EXERCISE BRIEF:
Exactly reproduce the entries, dropping any pictures from your copy.

SUPPLIED MATERIAL:
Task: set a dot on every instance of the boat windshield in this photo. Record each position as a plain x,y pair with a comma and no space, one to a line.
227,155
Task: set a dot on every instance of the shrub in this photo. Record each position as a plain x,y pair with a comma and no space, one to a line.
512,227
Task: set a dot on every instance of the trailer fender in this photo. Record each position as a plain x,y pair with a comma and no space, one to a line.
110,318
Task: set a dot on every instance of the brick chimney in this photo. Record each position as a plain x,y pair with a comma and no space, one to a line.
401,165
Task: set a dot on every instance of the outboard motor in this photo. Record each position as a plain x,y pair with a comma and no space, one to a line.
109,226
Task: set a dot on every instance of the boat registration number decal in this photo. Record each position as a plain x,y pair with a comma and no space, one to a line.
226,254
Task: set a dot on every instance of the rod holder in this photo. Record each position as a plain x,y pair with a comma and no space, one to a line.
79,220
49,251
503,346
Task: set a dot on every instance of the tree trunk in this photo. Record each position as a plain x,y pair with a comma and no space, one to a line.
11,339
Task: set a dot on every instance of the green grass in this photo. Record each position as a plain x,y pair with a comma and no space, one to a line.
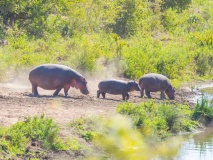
161,120
142,38
40,132
203,111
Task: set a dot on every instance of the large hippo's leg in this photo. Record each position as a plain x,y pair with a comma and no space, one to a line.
34,90
66,89
162,95
57,91
142,92
103,94
98,93
148,94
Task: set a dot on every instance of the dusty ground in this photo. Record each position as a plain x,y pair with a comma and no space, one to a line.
16,103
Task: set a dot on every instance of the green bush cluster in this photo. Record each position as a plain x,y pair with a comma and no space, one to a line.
203,111
168,37
161,119
16,139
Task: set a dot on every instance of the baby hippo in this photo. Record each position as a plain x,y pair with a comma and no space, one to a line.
153,82
117,87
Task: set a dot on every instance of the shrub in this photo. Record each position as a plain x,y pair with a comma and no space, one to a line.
203,111
161,119
15,139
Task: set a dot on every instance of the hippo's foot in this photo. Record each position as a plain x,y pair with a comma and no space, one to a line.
34,94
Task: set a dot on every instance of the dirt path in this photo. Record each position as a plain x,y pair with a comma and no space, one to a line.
17,104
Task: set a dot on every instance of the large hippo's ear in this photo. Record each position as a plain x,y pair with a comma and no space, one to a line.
83,79
74,83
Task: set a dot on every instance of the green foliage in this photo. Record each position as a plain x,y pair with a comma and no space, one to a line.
176,4
123,142
87,127
159,119
15,139
203,110
204,39
136,36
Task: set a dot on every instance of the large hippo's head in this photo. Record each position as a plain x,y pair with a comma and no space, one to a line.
133,86
81,84
170,92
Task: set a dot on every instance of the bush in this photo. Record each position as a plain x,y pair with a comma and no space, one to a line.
203,111
161,119
17,138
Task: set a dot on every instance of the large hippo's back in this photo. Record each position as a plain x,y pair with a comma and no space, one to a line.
49,76
154,82
113,86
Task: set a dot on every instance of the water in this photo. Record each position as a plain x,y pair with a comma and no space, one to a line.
198,146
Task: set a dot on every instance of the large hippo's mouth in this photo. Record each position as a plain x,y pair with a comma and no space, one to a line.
172,98
85,91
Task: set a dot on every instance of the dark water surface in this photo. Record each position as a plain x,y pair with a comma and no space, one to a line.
198,146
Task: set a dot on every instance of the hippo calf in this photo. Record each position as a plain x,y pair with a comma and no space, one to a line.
117,87
56,77
153,82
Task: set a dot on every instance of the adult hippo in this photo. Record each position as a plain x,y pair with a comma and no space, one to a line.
56,77
153,82
117,87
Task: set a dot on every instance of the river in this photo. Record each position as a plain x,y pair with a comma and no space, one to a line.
198,146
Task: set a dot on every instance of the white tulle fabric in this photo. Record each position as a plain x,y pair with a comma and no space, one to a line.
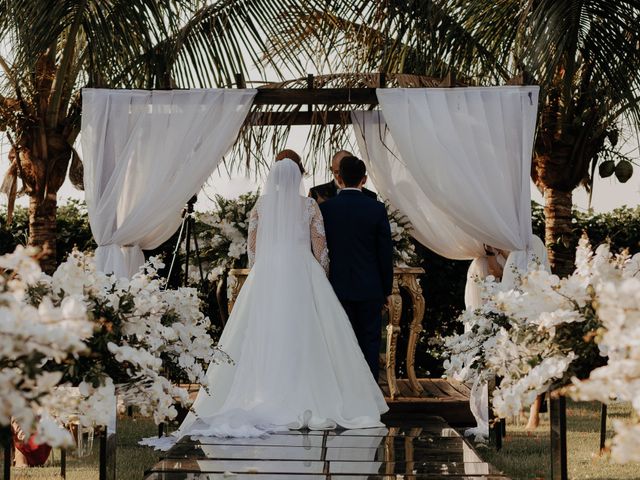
145,154
297,361
456,162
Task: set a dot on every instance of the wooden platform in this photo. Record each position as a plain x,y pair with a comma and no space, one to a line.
424,449
441,397
444,398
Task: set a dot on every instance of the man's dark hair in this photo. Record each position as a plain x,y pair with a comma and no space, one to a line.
352,171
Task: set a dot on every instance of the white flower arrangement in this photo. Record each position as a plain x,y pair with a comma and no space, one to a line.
541,334
32,338
73,341
404,250
617,305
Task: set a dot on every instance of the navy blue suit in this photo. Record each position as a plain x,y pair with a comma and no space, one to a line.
361,268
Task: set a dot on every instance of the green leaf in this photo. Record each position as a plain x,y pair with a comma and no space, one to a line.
624,170
606,168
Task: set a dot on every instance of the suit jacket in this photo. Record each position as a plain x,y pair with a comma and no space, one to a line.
360,248
321,193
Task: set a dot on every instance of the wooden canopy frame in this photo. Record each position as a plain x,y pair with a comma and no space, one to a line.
269,96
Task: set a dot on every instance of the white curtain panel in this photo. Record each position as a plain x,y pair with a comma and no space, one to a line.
387,170
457,164
469,150
145,154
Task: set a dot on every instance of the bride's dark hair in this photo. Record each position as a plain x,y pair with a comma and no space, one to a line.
291,155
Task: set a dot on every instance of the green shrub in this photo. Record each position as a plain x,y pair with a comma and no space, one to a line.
72,223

FULL SOLUTION:
Task: set a dot on every instance of the boat windshield in this photo. Record each position as a plain x,y pair with a comma and no space, one to a line.
227,155
Task: set a dot on every instance of the shrub in this photo. Record each position as a plain x,y pair with a comma and no space, one to a line.
512,227
Task: set a dot on every instance of the trailer fender in this photo. Record each position as a plain x,y pair with a comma and no space, one to a line.
110,318
Task: set a dot on every instance of the brick chimney in this photo. Record each position as a plain x,y pair with a comma and no space, one to a line.
401,165
Task: set a dot on every instance of the outboard motor in this photo. Record each position as a plain x,y pair with a comma and no space, one to a line.
109,226
Task: set a dot on every instance of the boat registration number decal in this photo. Record each position as a plain x,y pair with a comma and no space, one to a line.
226,254
Task: set a dot on every instance of the rod holder in this photo. Record each position as a plain x,y pair with a comma and no space, one to a line.
79,220
49,251
503,346
Task: set a dot on every instance of the tree trunk in this photo. Record each position as a plain x,y pair with a comma and no space, one to a line.
11,339
Task: set a dot on every instance of the green grass in this photo. Record each position as a plain x,y pair with a comma and no space, one to a line.
161,120
142,38
40,132
203,111
Task: set a dot on every instance of the large hippo's leg in this photo. Record each position as a plain x,y pair with a comma and no space, one to a line.
34,90
66,89
162,95
57,91
142,92
103,94
98,93
148,94
Task: set a dot on every instance of the dusty ground in this photo. Record each position as a plain x,y pair with a comma and no space, one to a line.
16,103
Task: set a dot on every instance of the green bush cluster in this photo. Record each position as a plain x,y pair with a comma and no space, one to a line.
203,111
168,37
161,119
16,139
Task: set a dot on every instance of the baby hippo in this photo. Record each position as a plain x,y pair with a comma and no space, one to a line.
153,82
117,87
Task: set a dot on every instance of the shrub in this photo. Record each position as a plain x,y pair with a comma and no space, one to a line.
203,111
161,119
15,139
Task: set a dot on every instance of the hippo's foot in this photo. Record each position as a plain x,y pair with a comma and no space, one to a line.
34,94
Task: set a dot on every instance of the dirt path in this photo. Record each position as a plain x,y pair with a comma and no space, one to a line.
17,104
Task: set a dot on every instance of the large hippo's ear in this photo. Record each position as a plain x,y pair with a comma and no space, one to a line.
83,79
74,83
Task: set a dot on every instance of the green foliage in this photo. Record each position as a plain x,y pair with a comma and no space, one to a line.
176,4
123,142
87,127
159,119
15,139
203,110
204,39
136,36
Task: set a dot on every instance of the large hippo's head in this photo. Record each position as a plain x,y pair with a comma and no space, one to a line.
133,86
81,84
170,92
Task: set a dot on every instance of the bush in this photo. Record each position as a plain x,y pair with a comma and no space, one to a line.
203,111
161,119
17,138
Task: set a dot on every instance of the large hippo's back in this photo. Record each position as a plain x,y pair with a comma and no space, one to a line.
49,76
154,82
113,86
Task: set a dot on every instance of the water in this photo. Record each position as a plain x,y pair with a comma and no space, one to a line.
198,146
Task: set a dot on every instance of the large hippo's mouth in this photo. Record each position as a plain x,y pair with a comma and no space, one to a line.
172,98
85,91
Task: set a dot on every instance of the dark water surface in this photo. Record each position as a plain x,y pair with a comma and no space, one to a line.
198,146
Task: set a dot on every instance of the hippo calf in this photo. Record each position as a plain x,y pair with a comma and no space, one to a line.
117,87
56,77
153,82
Task: set a dot on every instance of the adult hippo in this photo. Record each position as a plain x,y pair with a comma and no space, one to a line.
56,77
153,82
117,87
Task: set a dot on every instance of the river in this photo. Record each position as a plain x,y pair with a comma and no space, one to a line.
198,146
Task: set a dot on every instance of the white tulle fabric in this photo. Record each position as a plain x,y pair with a comma and no space, one to a line.
145,154
297,361
456,162
Task: set a dot on every instance of the wooden platform in this photo. Record each position as a plain x,y pair with a comma and no space, one to a line.
424,449
441,397
444,398
Task: set a dot on every instance of the man's dark hair in this photo. Record each position as a plain x,y pair with a comma and no space, one to a line.
352,171
Task: set a dot on every instance of the white flower arrangement in this photo. Record each position as a plain x,y pair with a comma and no space, one to a line.
541,334
32,338
73,341
404,250
617,305
Task: set a dot on every instance of the navy blue suit in this photo. Record each position as a plain x,y pair with a comma and no space, one to a line.
361,268
Task: set a dot on every instance of the green leaf in this photo. Record each position as a plain x,y pair with a comma and no space, one to a line.
624,170
606,168
Task: set a dot on every instance of the suit jacket in this photo. Record each position as a plain x,y pair with a comma and no space, one to a line.
360,248
321,193
Task: set a dot on every instance of the wooden canopy frame in this photo. Record each position as a plain x,y pair with a comma and no space, one to a line.
269,96
Task: set a dot on every instance of the white curtain panel in this photo. Record each position as a plain x,y pair with a comma and no space, one to a line.
387,170
457,164
469,150
145,154
Task: set a dot on every instance of the bride's dark hair in this photo. Record each position as a plain x,y pair with a comma and no space, one to a line.
291,155
Task: set a dot on every instance of the green shrub in this photo. Record each position as a plain x,y pair with a comma and no space, one to a line.
72,223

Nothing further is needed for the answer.